- WHAT THE EXERCISE ASKS: Please reproduce the records below exactly, omitting any pictures they contain.

- DATA RECORDS:
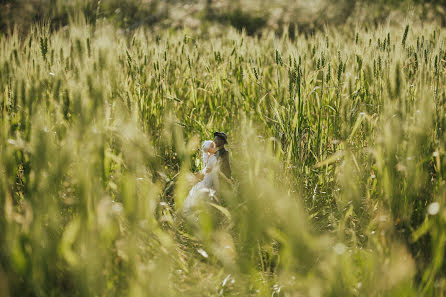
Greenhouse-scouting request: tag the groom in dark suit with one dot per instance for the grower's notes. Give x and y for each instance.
(220, 139)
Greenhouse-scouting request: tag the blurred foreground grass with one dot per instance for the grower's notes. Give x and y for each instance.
(338, 152)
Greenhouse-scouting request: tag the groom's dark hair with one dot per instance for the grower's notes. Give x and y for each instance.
(222, 136)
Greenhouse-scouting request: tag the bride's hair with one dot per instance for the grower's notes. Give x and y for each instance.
(204, 151)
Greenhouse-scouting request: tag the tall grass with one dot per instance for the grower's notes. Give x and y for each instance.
(337, 148)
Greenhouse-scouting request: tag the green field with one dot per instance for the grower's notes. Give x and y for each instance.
(337, 142)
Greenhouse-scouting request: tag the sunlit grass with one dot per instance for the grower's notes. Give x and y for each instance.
(337, 147)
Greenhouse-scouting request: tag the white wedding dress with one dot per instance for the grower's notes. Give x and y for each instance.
(203, 190)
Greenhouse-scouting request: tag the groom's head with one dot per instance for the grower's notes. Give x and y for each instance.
(220, 139)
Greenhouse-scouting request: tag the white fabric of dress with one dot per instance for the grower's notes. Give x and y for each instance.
(203, 190)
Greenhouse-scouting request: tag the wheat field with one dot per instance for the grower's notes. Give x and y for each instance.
(337, 146)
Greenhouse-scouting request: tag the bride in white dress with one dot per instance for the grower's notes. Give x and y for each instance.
(203, 190)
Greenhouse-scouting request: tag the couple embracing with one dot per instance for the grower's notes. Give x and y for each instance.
(216, 168)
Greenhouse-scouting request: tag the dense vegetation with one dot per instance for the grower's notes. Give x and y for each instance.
(337, 146)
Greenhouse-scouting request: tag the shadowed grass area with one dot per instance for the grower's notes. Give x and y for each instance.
(337, 147)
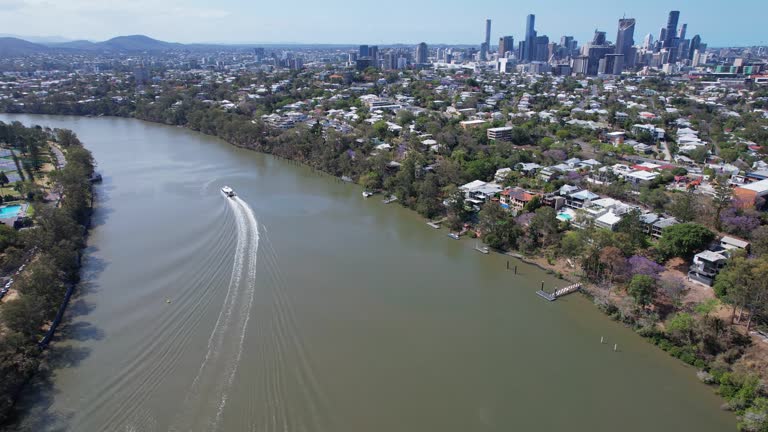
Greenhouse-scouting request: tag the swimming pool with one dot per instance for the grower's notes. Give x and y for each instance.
(8, 212)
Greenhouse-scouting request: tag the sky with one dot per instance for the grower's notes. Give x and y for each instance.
(737, 22)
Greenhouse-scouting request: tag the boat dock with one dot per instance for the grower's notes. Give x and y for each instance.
(559, 293)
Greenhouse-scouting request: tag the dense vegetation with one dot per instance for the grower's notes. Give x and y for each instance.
(627, 268)
(52, 249)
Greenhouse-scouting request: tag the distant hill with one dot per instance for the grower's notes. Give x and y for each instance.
(10, 46)
(76, 45)
(15, 47)
(137, 43)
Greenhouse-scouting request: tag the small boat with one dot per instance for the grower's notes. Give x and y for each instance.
(483, 249)
(228, 191)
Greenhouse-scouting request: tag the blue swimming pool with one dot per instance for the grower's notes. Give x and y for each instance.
(8, 212)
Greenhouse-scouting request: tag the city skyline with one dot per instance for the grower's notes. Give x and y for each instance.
(236, 21)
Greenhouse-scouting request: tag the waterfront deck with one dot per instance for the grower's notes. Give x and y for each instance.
(559, 293)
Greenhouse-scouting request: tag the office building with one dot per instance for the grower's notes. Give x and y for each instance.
(625, 40)
(671, 30)
(611, 64)
(488, 33)
(695, 43)
(422, 54)
(506, 44)
(598, 38)
(530, 39)
(541, 49)
(648, 42)
(567, 46)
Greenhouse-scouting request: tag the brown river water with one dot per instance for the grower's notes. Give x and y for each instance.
(301, 306)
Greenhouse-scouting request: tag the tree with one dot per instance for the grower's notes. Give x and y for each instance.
(642, 288)
(760, 241)
(684, 240)
(681, 327)
(498, 227)
(613, 263)
(683, 207)
(722, 199)
(634, 228)
(544, 226)
(572, 244)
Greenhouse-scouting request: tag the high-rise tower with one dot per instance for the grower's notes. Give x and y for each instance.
(625, 40)
(530, 38)
(671, 30)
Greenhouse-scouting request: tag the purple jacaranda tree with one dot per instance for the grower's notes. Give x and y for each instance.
(739, 222)
(640, 265)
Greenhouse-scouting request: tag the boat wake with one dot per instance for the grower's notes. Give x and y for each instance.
(207, 397)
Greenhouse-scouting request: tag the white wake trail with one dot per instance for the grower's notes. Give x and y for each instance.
(206, 398)
(250, 291)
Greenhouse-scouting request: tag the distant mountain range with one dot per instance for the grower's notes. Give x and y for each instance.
(17, 46)
(11, 46)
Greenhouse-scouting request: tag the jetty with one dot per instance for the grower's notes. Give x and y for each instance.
(559, 293)
(482, 249)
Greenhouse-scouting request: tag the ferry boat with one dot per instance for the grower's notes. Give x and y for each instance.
(228, 191)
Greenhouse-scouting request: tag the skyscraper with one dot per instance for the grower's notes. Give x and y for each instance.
(695, 45)
(541, 50)
(488, 33)
(506, 44)
(598, 38)
(373, 53)
(625, 40)
(648, 41)
(530, 38)
(671, 31)
(422, 53)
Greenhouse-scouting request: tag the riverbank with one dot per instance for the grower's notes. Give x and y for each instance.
(43, 290)
(379, 301)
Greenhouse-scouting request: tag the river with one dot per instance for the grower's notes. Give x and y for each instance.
(301, 306)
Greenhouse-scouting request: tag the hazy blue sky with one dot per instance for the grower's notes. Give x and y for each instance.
(736, 22)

- RESPONSE BOX:
Greenhouse-scouting request: tag the groom in dark suit with one dot per instance for the grower's notes. Give x and y for each instance.
(220, 139)
Greenhouse-scouting request: tag the blurred foreground grass with one dot per instance for the grower's notes. Give x and y for each instance.
(338, 152)
Greenhouse-scouting request: tag the groom's dark hair with one dot per instance for the grower's notes. Give x and y for each instance.
(222, 136)
Greenhouse-scouting request: tag the bride's hair with one dot per instance for the grower's notes. Give x and y for each instance.
(204, 151)
Greenhouse-scouting request: tag the tall grass with one dot per instance for the grower's notes. Give x and y for each instance.
(337, 148)
Greenhouse-scouting request: tag the green field with one dot per instance for the grower's notes. Give x and y for each instance.
(337, 142)
Greenhouse-scouting request: tag the sunlit grass with one dot per instance for the grower's notes. Give x and y for each instance.
(337, 147)
Greenhouse-scouting request: tag the white wedding dress with one dot per instance for the grower's notes. Give x and y for each instance.
(203, 190)
Greenhouse-scouting request: tag the groom's head with one dot per instance for the grower's notes. Give x and y for each instance.
(220, 139)
Greenhouse-scouting request: tag the white fabric of dress with one dot per instance for the grower's notes. Give x and y for each instance.
(203, 190)
Greenhouse-scouting request: tag the wheat field with one dot per instance for the grower's notes. Give x and y for each instance.
(337, 146)
Greenhouse-scouting request: tag the bride in white dress with one dot per instance for the grower's notes. Give x and y for each instance.
(203, 190)
Greenhouse-scouting request: tag the couple embracing with one dot per instance for the grower's notes. Give x and y for each instance.
(216, 168)
Greenhouse-scouting request: tag the dense vegetation with one dot per instance for the grower's notes. Give x and y for each instance.
(337, 146)
Greenhouse-scouting request: tag the shadowed grass area with one dot per instance for the grower's notes. Give x and y for each instance.
(337, 147)
Greenhouse-scouting request: tag the swimming pool with one dot per instance for the grower's notes. Give x and y for each instance.
(8, 212)
Greenhouse-scouting request: tag the sky with one dot per instance for the grower's notes. Give x and y for each instance.
(737, 22)
Greenhouse-scouting request: tag the boat dock with one dot per instance for the grower's notes. Give x and y for each instance.
(559, 293)
Greenhouse-scouting request: tag the dense vegetation with one dot per instance for the grower's notes. Give x and y for each instance.
(627, 268)
(52, 249)
Greenhouse-scouting request: tag the distant hill with one dot per instance for the grower's notes. Give x and y for each instance.
(10, 46)
(76, 45)
(15, 47)
(137, 43)
Greenhouse-scouting request: tag the small boat with one dot per instance for the grower's notes. Give x and y for each instance.
(483, 249)
(228, 191)
Greenhouse-scouting request: tag the blue swimming pool with one dot per instance for the grower's notes. Give x and y for each instance.
(8, 212)
Greenhouse-scouting request: tag the city skyline with one dot per instance for the grower's notes. Give x and y for each instance.
(236, 21)
Greenhouse-scouting request: tag the waterfront deck with one dot per instance for the grower's notes. Give x and y for each instance.
(559, 293)
Greenhouse-scouting request: tag the office building with one dot per instance for the grower's notes. Give x and y for each instance.
(625, 40)
(671, 30)
(611, 64)
(488, 33)
(695, 43)
(422, 54)
(506, 44)
(598, 38)
(530, 39)
(541, 49)
(648, 42)
(567, 46)
Greenhouse-scouting request: tag the brown river water with one dot per instance for the grower's notes. Give x and y for each instance.
(301, 306)
Greenhouse-scouting request: tag the tree with one dot per instance for the grower's notes. Give x and y for each instance.
(642, 288)
(760, 241)
(684, 240)
(681, 327)
(498, 227)
(613, 263)
(683, 207)
(722, 199)
(634, 228)
(544, 226)
(572, 244)
Greenhouse-scouting request: tag the high-rise tower with one dot per instance for the grower's notes. Give x and y for each instance.
(625, 40)
(530, 38)
(671, 30)
Greenhouse-scouting request: tag the purple jacaranda tree with one dot per instance for the grower's notes. Give x and y for each instance.
(739, 222)
(640, 265)
Greenhouse-scouting request: tag the boat wake with one dot per instance for the grower's notes. Give x and y for each instance.
(207, 397)
Greenhouse-scouting request: tag the white wake trail with one dot per instance for the grower's notes. Give x and y for each instance.
(206, 398)
(250, 291)
Greenhouse-scouting request: tag the distant mountain range with one dot per instance for the grower's notes. Give x and y for each instance.
(17, 46)
(11, 46)
Greenhouse-scouting request: tag the jetty with one dot per instance for the grower's notes. Give x and y for each instance.
(559, 293)
(482, 249)
Greenhouse-scouting request: tag the ferry boat with one dot per instance for the grower's notes. Give x and y for each instance.
(228, 191)
Greenhouse-scouting request: tag the skyscraper with one dot per instance for the grower's notes. Give x and y for each instance.
(695, 45)
(541, 50)
(488, 33)
(506, 44)
(598, 38)
(373, 53)
(625, 40)
(648, 41)
(530, 38)
(671, 31)
(422, 53)
Greenhouse-scouting request: tag the riverbank with one dot per instance for the grower's notes. Give x and y for each instance.
(43, 290)
(379, 301)
Greenhouse-scouting request: tag the river with one dot per instance for the grower's notes. Give x and y for each instance.
(301, 306)
Greenhouse-scouting request: tag the hazy blue sky with one dot per instance for the grower's notes. Give x and y for each instance.
(736, 22)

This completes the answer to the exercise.